De directeur heeft laten weten zijn standpunt, zoals ingenomen tegenover de beklagcommissie, in beroep niet nader toe te zullen lichten.

Op klagers verlofaanvraag zijn de volgende adviezen uitgebracht.

De vrijhedencommissie heeft in eerste instantie positief geadviseerd ten aanzien van de verlofaanvraag, maar heeft haar advies later herzien.

De advocaat-generaal heeft negatief geadviseerd ten aanzien van het verlenen van vrijheden.

De politie heeft het verlofadres geverifieerd en in orde bevonden.

De reclassering acht risico op recidive, onttrekking aan de voorwaarden en letselschade (bij aangever) aanwezig. Begeleiding naar een zinvolle dagbesteding wordt geïndiceerd.

3.         De beoordeling

Klager onderging een gevangenisstraf van 24 maanden waarvan zes voorwaardelijk met aftrek en een taakstraf vervangende hechtenis. Op 2 februari 2017 is klager met een detentie vervangende behandeling gestart.

Lokalisatiegegevens met één punt per instantie:
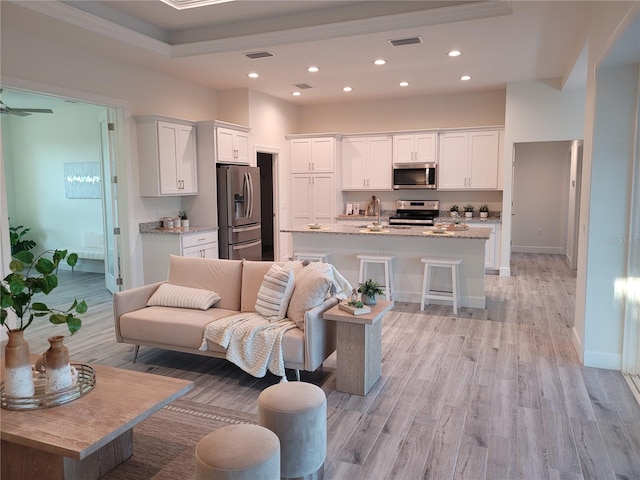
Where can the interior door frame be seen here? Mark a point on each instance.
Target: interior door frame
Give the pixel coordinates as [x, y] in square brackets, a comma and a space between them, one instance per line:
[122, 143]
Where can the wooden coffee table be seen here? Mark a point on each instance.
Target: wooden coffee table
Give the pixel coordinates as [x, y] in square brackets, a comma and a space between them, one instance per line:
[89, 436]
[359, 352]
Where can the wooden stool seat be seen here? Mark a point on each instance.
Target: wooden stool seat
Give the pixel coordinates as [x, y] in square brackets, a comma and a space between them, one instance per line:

**WAT TE DOEN**
Ga na of de volgende drie beweringen overeenstemmen met de passage hierboven. Beantwoord elke bewering met ja of nee en citeer letterlijk de woorden uit de passage die de doorslag geven.
1. De politie heeft het verlofadres niet in orde bevonden.
2. De advocaat-generaal heeft negatief geadviseerd over het verlenen van vrijheden.
3. Op 2 februari 2017 is klager met een detentie vervangende behandeling begonnen.

**UITGEVOERDE OPDRACHT**
1. Nee: "De politie heeft het verlofadres geverifieerd en in orde bevonden."
2. Ja: "De advocaat-generaal heeft negatief geadviseerd ten aanzien van het verlenen van vrijheden."
3. Ja: "Op 2 februari 2017 is klager met een detentie vervangende behandeling gestart."